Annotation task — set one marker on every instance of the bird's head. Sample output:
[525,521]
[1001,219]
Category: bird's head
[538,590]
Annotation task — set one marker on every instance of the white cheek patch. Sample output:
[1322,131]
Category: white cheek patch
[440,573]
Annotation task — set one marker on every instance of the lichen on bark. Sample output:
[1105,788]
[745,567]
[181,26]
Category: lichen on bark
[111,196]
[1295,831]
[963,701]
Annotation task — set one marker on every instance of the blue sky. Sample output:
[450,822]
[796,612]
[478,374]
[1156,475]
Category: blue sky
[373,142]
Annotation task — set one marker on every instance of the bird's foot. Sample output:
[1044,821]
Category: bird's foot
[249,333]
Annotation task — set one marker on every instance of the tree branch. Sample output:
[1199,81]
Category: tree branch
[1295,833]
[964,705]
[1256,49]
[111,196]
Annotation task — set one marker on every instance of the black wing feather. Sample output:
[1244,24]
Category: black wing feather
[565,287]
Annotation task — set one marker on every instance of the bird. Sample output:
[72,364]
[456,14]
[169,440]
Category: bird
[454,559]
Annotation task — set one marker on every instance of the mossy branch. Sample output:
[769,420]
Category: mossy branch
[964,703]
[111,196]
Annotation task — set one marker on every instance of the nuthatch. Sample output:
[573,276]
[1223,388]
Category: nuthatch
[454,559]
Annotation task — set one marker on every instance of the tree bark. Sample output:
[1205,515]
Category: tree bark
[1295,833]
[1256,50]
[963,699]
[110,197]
* * *
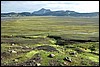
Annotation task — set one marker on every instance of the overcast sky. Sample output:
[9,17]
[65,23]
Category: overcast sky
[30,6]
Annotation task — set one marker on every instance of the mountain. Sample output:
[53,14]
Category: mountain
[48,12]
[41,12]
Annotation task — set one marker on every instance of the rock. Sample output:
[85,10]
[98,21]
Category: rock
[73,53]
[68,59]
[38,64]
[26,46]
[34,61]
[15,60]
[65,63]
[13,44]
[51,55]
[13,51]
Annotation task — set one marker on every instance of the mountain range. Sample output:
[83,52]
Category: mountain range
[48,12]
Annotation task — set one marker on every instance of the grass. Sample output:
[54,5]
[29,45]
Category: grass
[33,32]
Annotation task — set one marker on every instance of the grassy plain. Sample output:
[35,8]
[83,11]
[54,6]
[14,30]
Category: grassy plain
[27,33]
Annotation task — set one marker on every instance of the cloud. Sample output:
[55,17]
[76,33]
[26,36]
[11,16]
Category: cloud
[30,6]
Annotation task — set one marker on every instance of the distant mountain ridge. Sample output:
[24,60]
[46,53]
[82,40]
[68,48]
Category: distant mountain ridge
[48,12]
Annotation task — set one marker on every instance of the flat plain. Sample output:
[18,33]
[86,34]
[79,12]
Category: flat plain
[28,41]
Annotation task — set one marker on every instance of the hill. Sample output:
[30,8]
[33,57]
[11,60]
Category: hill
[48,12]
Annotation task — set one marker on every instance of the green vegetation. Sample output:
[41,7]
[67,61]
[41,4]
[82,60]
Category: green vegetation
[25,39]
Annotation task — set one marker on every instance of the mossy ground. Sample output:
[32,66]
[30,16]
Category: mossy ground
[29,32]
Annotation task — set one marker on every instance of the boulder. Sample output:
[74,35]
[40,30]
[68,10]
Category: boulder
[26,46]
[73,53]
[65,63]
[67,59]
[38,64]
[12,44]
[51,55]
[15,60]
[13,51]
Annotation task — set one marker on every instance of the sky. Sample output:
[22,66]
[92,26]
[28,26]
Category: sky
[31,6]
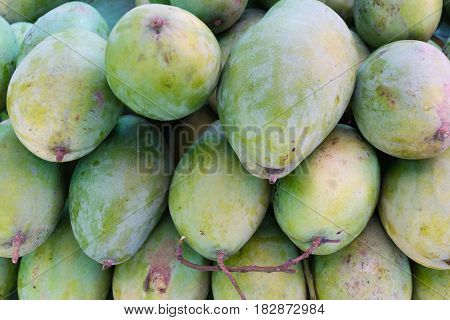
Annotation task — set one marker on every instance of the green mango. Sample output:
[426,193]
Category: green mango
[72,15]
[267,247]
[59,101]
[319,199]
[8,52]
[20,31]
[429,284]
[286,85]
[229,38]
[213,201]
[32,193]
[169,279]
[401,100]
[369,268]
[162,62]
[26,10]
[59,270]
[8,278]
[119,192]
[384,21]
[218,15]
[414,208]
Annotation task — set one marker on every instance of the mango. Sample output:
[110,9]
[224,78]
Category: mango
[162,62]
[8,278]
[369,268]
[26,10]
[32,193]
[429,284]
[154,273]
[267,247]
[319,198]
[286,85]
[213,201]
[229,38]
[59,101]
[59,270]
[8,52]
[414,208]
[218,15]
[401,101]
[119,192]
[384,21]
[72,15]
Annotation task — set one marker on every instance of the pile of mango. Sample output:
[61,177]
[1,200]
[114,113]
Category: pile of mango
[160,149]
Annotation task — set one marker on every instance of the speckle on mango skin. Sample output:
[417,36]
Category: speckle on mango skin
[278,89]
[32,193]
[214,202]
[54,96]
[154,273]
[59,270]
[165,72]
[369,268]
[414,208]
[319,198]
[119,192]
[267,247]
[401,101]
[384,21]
---
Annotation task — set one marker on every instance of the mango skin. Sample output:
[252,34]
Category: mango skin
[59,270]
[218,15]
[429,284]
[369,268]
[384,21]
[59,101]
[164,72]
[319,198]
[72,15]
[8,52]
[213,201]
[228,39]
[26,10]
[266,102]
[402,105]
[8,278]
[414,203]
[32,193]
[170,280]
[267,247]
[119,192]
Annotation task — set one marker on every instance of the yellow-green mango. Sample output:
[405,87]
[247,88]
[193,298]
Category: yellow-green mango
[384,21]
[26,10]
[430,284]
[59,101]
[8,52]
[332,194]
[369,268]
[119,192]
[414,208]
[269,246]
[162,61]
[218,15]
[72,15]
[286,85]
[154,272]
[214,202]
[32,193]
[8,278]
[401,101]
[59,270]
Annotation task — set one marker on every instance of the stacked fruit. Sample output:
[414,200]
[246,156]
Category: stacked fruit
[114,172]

To be done
Pull out every line of the entries above that contains the string "ground", matching case exactly.

Written response
Annotation task — set one marker on every instance of the mossy ground. Sample output:
Category: mossy ground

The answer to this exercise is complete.